Lesson 1/2: Am I Getting this Right?

tastingsilver · October 28, 2017, 5:24am

Hey everyone,

Two lessons deep and really enjoying the course so far. Trying to understand one of the concepts regarding the application of the VGG model to items outside of its pre-trained scope.

Would the following notion be correct: the VGG model’s pre-trained weights and layers can be re-applied to any image identification task by “fine tuning” the final network due to its pre-trained perception of image recognition patterns. (?)

Additionally, I’d like to jump straight in to applying this to a real world image recognition problem I have. I have a clean set of imagery associated with China and Crystal plates where the patterns are generally well defined, and a few testing/training samples for each. If I use the Keras ImageDataGenerator class to transform the associated data just a bit, how many samples of each do I truly need to make this accurate?

Looking forward to having some fun with this.

machinethink · October 28, 2017, 2:20pm

VGG has been trained on a wide variety of objects (the ImageNet dataset of 1.3 million images in 1000 different categories). So it has a certain knowledge of what certain objects look like, i.e. it has learned certain image recognition patterns.

You can re-use this knowledge by fine-tuning VGG on your own data. However, if your data is very different than the data VGG was trained on, this might not work very well. For example, VGG was not trained on microscopic images, so trying to fine-tune it on pictures of bacteria etc probably won’t work very well.

For your use case it will probably work OK. However, the more training images you have, the better. Data augmentation will help but only gets you so far. Some people use synthetic images to artificially enlarge their dataset.

I would suggest first trying it out with just the images you have, to see what sort of accuracy you’re getting.

tastingsilver · October 28, 2017, 3:17pm

Thanks. As my area of focus is really centered on the designs within a given interface (such as a plate), would preprocessing such as extracting the area of the circle from the background likely be beneficial?

DIRECTIONS FOR THIS TASK:
In the thread on fine-tuning VGG, how many images and categories does the ImageNet dataset contain?

PROVIDED DATA:
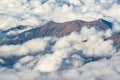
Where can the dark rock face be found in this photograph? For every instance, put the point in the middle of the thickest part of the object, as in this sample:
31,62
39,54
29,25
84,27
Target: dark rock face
56,29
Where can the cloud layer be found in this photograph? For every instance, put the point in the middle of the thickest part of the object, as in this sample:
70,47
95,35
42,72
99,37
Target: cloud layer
81,55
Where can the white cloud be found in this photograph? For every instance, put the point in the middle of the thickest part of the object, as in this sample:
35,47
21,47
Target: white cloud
31,46
64,60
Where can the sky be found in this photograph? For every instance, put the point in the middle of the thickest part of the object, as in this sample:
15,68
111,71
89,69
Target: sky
65,58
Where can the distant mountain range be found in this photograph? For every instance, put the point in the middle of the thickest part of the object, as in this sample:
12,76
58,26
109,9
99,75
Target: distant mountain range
55,29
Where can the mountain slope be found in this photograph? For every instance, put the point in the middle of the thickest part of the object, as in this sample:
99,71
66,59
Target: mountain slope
56,29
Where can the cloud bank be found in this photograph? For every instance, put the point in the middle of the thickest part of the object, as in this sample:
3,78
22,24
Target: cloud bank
81,55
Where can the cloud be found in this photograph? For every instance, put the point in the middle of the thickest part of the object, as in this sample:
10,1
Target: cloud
81,55
31,46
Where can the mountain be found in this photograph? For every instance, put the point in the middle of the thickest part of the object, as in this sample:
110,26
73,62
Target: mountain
55,29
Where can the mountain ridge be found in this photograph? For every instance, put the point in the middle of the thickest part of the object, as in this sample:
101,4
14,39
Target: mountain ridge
58,29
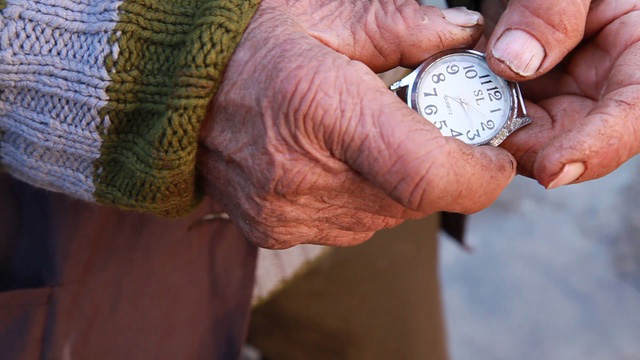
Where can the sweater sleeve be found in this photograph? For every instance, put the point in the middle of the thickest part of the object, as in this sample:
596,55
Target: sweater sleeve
103,99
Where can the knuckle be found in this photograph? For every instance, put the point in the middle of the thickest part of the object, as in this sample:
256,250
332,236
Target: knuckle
562,28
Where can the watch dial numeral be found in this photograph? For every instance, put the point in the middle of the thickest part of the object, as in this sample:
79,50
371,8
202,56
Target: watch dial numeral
453,69
475,135
489,125
435,93
495,96
470,72
431,110
455,133
441,124
438,78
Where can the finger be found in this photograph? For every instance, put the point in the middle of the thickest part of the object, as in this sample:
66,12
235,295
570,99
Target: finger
406,156
384,35
533,36
590,138
609,136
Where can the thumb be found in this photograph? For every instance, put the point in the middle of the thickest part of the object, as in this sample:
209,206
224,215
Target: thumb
405,155
533,36
384,35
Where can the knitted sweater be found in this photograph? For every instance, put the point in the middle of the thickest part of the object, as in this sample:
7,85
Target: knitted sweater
103,99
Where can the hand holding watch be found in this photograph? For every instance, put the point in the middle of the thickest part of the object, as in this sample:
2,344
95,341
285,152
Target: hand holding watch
488,108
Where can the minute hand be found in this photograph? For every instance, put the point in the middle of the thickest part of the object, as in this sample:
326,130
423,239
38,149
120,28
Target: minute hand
478,111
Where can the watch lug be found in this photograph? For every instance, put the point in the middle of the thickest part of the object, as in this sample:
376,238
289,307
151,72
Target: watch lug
517,123
404,82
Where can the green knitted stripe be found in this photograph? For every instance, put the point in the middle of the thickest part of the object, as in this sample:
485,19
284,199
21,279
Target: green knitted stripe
170,64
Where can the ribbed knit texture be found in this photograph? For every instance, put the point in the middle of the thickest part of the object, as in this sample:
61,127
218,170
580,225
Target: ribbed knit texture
103,99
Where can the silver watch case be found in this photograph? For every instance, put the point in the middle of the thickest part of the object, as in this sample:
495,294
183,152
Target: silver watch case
406,89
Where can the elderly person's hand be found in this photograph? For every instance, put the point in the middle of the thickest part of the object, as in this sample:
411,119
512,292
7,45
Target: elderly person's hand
586,109
304,143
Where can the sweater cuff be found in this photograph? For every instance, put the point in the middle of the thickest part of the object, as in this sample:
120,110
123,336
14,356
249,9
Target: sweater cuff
104,100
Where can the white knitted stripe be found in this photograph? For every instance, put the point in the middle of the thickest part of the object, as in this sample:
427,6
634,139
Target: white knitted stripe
53,83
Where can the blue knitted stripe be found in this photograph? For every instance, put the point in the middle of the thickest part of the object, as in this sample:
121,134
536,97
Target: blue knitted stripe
54,79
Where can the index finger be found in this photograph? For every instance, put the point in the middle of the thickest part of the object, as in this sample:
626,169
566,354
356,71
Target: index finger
533,36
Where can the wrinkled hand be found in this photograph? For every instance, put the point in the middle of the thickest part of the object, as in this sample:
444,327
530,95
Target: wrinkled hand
304,143
586,110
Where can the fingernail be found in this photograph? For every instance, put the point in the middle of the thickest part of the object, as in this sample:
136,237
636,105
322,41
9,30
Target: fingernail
521,52
461,16
514,167
570,173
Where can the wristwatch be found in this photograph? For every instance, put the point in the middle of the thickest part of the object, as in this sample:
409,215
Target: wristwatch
459,94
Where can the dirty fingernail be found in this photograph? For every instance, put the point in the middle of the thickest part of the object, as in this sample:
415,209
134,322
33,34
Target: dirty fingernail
521,52
570,173
461,16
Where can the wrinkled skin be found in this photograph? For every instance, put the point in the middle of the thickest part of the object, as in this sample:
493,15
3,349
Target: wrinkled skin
586,109
304,143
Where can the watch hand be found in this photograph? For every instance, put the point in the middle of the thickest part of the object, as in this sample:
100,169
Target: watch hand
464,107
478,111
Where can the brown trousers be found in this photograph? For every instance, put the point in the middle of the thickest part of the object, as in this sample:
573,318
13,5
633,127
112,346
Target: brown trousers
79,281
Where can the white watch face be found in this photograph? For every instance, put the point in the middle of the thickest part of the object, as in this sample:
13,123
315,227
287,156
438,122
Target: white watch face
463,98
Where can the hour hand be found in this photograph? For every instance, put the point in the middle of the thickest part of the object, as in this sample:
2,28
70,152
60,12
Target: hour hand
464,107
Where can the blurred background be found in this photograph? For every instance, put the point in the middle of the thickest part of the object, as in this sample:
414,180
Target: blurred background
554,274
551,274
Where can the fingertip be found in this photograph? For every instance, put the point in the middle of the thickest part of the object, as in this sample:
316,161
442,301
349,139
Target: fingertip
461,16
516,55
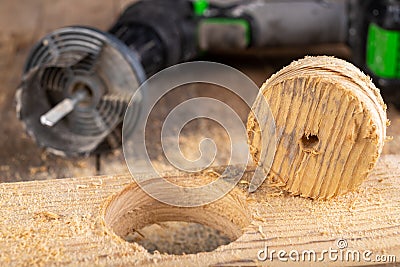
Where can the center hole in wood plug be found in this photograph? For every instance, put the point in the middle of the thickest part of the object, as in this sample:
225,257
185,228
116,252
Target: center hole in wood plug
137,217
309,142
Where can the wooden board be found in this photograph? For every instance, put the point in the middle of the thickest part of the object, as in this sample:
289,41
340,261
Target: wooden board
61,222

RESULT OF THE TASK:
1.3 million images in 1000 different categories.